There's also something called Star Clan, but that's basically the heaven for the cats.

Anyway, Rusty gets turned into Firepaw in Thunderclan and he becomes a warrior apprentice. The clans of cats have warriors which basically are the fighters. The book is about him training to be a warrior and all that happens within his training. First he quickly becomes friends with a cat named Greypaw (all of the apprentices are named 'something'paw--Firepaw got his name from his fiery red fur.)

Suddenly some warrior or warrior's apprentice says that Bluestar's deputy (Redtail) is dead. This is very disappointing moment as Redtail was Bluestar's deputy for many moons (they call months 'moons') and by warrior tradition Bluestar must choose a new deputy before the next full moon (moon-high). Bluestar chose a warrior named Lionheart.

The thing I enjoyed most in this book was the most exciting part when Thunderclan defeated Shadowclan's sinister leader. There was a huge war between the two clans--some Shadowclan cats hated their leader so much that they helped Thunderclan.

By the end of the book, Firepaw becomes a warrior and his name changed to Fireheart. That's basically the end of the book--of course that's just the first book!

I read this book faster than I usually read a chapter book because of how much it excited me and interested me. I think the author, whose name is Erin Hunter, is probably really good at putting excitement into her stories. This was perhaps the most exciting chapter book I've read ever! And as a result of that I've quickly tried to find the next Warriors book (which we have since my Dad and Fiona read both this book and are somewhere in the next book) and I've already started reading it. So stay tuned for that--coming up pretty soon!

Friday, September 18, 2009

Harry Potter and the Half-Blood Prince (part 3)

In this Blog post I will talk about the end of the book. After returning from a long journey trying to destroy a Horcrux (I have no clue how to spell it, OK?), Harry and a weakened Dumbeldore find out that Hogwarts had been attacked by Death Eaters!! :(

Eventually during a fight, Dumbledore gets thrown off a tower after Avadakadavra--the killing curse--is used on him by Severus Snape. It was supposed to actually be Malfoy, believe it or not, he had never actually killed someone and he felt like he just couldn't do it.

Dumbledore was a very important person so this is very, very significant. With Dumbledore not there, Harry will have no one as important as him to help him. When I was reading the book, I couldn't believe Dumbledore was dead! He was quite a powerful wizard.

Dumbledore had rescued Harry and no there was no one to do that. Which is very significant to Harry. I don't know if Harry will be strong enough to defeat Voldemort without Dumbledore's help. Before when Harry reached a stumbling block, Dumbledore would step in and help him, but now there is no Dumbledore to do that. In this book, at the end, Harry says that he won't be going back to Hogwarts because he'll be trying to destroy horcruxes and Voldemort. Ron and Hermione say that they won't go back to school if he won't--so Harry won't totally be on his own. But they're young witches and wizards too. So he doesn't have anyone with much experience following his path with him.

By the way, Harry later discovers that Snape was the Half Blood Prince. So the theory that Hermione earlier placed was correct.

Excerpts from a detection dataset

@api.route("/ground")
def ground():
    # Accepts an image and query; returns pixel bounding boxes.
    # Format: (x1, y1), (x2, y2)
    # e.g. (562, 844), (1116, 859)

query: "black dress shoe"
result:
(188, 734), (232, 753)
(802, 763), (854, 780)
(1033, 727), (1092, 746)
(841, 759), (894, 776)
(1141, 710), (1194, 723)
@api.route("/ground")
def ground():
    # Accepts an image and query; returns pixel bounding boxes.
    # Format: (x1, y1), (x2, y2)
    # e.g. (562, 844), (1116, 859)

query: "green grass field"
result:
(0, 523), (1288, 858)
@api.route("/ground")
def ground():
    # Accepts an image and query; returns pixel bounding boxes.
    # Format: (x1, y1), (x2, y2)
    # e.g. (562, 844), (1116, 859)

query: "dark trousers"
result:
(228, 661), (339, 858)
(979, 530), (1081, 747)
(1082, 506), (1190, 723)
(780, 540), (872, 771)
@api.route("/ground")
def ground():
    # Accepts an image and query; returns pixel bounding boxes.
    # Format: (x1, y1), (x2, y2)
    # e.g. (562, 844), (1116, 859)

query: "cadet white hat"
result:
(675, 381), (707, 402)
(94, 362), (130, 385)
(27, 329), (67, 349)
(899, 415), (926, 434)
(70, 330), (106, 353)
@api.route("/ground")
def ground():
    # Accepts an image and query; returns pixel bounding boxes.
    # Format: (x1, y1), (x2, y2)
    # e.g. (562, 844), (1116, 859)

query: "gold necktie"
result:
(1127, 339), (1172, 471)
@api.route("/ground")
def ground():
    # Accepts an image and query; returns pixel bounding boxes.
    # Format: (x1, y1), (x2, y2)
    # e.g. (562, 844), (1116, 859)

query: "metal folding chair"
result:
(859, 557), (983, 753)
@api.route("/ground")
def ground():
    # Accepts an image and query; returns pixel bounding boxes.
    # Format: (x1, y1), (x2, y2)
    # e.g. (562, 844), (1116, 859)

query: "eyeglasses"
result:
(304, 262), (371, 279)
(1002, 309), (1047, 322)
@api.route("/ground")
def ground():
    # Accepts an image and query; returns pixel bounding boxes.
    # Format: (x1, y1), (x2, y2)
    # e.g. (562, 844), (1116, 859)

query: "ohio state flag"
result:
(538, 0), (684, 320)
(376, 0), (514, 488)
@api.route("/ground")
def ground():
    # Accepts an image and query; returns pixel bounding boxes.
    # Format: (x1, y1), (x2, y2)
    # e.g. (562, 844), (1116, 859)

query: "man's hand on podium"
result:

- _Required actions_:
A. In the book blog, what new name does Firepaw receive when he becomes a warrior?
B. Continue the book blog from where it stops, writing the next part in the same voice.

- _Outputs by task_:
A. Fireheart

B.
Tuesday, September 8, 2009

Harry Potter and the Half-Blood Prince (part 2)

This is another section of my Harry Potter and the Half-Blood Prince blog post. It is about a certain section. Harry goes to a potions class, which he thought he wouldn't be taking because he only got an "E" on his OWLs because Professor Snape, who Harry loathes, was teaching it. Part of the reason is that Snape only continues teaching people who got "O" on their OWLs for potions. But Harry can take the class because Snape is not teaching it anymore!

Anyway, he forgot his book and then gets a spare which the last user apparently scribbled a whole lot of annoying notes in. He starts making the potion that Slughorn asked his students to make and then eventually (after deciphering the writing that was obscured by those annoying notes) he took a chance and tried to do what the annoying notes said. When he smashed a bean with a silver knife (he was supposed to cut it if he was just paying attention to the author) it did exactly what the book said the results should be.

He now knew that the annoying notes were not annoying at all! And the next time he followed the instructions and got what he wanted in like two seconds once again.

To me the significance of this is it lets Harry get Felix Felicis, which is liquid luck, as a prize. This unlocks a whole ton of things that rely on it so Harry can basically do almost anything he needs to.

A list of stuff Harry learns from the Half-Blood Prince:
  1. How to be good at potions, even better than Hermione!
  2. A few spells that the Half-Blood Prince invented himself: Levicorpus (which makes someone float in midair) and Sectum Sempre (which makes the person aimed at spill out their blood--the Prince wrote "should only be used against enemies.")
Hermione really doesn't approve of the Prince. Because Harry is kind of following someone else's orders, she gets quite unhappy. She thinks that the person who invented the spells was a dark wizard.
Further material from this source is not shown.